Short task:
Answer these questions using the Tesla road-trip text:
1. How many miles did the round-trip to and from Colorado Springs cover in total?
2. How many miles of range were left on arrival at the second charge site?
3. How many miles does the Tesla have on it after this trip?

Quoted text:
--- Start ---

As best as I could tell, EAP disengages were the fault of heavy rain limiting visibility, or the absence of a clear lane marker or edge of pavement stripe, or error on my part in failing to keep my hands on the steering wheel, or me inadvertently taking control of the steering wheel when EAP was doing just fine. It took a few episodes of disengaging to get the knack of quickly taking over manual handling on disengagement. But never a safety issue, just a slight jerk or two in making the transition. And after a bit of experience, no more than a barely noticeable change in movement of the car.

Cabin comfort is excellent, the sound system is great, and the Tesla is quiet with very little wind noise. Ride is firm, good feel of the road through the suspension and steering wheel, superb handling, and all in all six very enjoyable days of travel, averaging just under 400 miles/day.

After this trip we now have over 4,000 miles on the Tesla in less than two months. Not 1 drop of gasoline, not one pound of CO2, and with the massive wind turbine farms in NW Iowa and central Colorado east of Denver/Colorado Springs, probably very little if any coal fired electricity.


----------



## Ashful

jebatty said:


> Returned home this afternoon after completing a round-trip to/from Colorado Springs; total of 2,348 miles in the Tesla Model 3. All charging on the route was at SuperChargers, shortest distance between charging was 88 miles, longest was 176 miles. No charging site was full, most Teslas at any site was 3 including us. Sites had 6-8 charging stations. Only one station was out of service.
> 
> There is an advantage to keeping charging episodes to about 150 miles. That advantage is faster charging at higher battery capacity. At high available capacity charge rates would be 100 to about 130 kW, slowing to about 30 kW as the battery moved to full charge. A charge stop often was no more than the time to stop, plug in, visit a restroom, maybe pickup a snack, stretch the legs, unplug and take off.
> 
> I would typically charge to stated range about 50% higher than actual distance to account for low temperatures, strong headwinds, need for cabin heat or air conditioning, and steady travel speeds up to 75 mph. So, if distance to the next charging station was 160 miles, I would charge to stated range of about 240 miles. This practice was dramatized on our travel to the second charge site on our trip, a distance of 149 miles. I charged to a range of 200 miles. Outside temperature was in the high 30's - low 40's, very strong headwinds, and heavy rain. And then an unexpected detour which required 14 miles of additional travel. Made it to the charge station with 18 miles of range left. Quickly learned that it is not wise to plan to tightly on charge capacity.

--- End ---

Given data:
--- Start ---

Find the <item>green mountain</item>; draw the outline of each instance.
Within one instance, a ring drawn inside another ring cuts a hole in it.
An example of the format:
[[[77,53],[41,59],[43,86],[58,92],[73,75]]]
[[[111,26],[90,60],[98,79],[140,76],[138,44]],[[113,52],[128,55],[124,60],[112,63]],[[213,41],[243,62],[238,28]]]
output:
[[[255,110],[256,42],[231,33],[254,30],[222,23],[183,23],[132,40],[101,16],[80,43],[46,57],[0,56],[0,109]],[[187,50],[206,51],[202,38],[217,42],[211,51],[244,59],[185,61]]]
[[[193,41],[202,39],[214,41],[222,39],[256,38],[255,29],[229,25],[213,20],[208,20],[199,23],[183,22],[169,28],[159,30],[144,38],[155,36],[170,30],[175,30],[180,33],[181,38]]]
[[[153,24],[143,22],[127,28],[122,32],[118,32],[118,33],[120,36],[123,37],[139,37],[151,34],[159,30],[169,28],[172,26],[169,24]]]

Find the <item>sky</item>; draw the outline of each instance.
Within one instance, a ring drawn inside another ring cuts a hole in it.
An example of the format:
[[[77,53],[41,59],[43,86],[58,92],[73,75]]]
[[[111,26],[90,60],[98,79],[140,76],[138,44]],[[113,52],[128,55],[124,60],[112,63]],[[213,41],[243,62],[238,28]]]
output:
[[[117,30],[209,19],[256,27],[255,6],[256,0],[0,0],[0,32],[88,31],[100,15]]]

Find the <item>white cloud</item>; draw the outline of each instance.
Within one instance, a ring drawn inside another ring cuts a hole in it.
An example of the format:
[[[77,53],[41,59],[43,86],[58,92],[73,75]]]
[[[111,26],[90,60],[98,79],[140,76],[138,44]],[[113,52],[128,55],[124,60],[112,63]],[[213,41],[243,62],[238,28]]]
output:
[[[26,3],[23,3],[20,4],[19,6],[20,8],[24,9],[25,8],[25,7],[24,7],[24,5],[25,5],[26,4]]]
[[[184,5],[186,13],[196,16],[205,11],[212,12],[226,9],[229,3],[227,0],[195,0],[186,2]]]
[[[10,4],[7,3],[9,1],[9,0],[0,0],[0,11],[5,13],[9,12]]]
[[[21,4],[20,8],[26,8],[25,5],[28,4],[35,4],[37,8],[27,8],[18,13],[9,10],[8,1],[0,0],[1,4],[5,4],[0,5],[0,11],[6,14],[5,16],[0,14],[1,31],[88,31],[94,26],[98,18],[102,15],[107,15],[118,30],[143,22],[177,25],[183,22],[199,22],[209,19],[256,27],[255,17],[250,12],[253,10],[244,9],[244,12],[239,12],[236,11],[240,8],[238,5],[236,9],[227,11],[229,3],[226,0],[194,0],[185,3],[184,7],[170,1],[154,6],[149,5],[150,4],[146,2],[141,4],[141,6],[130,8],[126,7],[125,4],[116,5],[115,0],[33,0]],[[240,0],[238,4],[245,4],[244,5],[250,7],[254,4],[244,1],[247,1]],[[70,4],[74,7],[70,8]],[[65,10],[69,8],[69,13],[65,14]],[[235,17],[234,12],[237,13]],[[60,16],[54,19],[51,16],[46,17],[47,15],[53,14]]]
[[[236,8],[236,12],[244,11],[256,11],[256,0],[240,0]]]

--- End ---

Written response:
1. 2,348 miles
2. 18 miles
3. Over 4,000 miles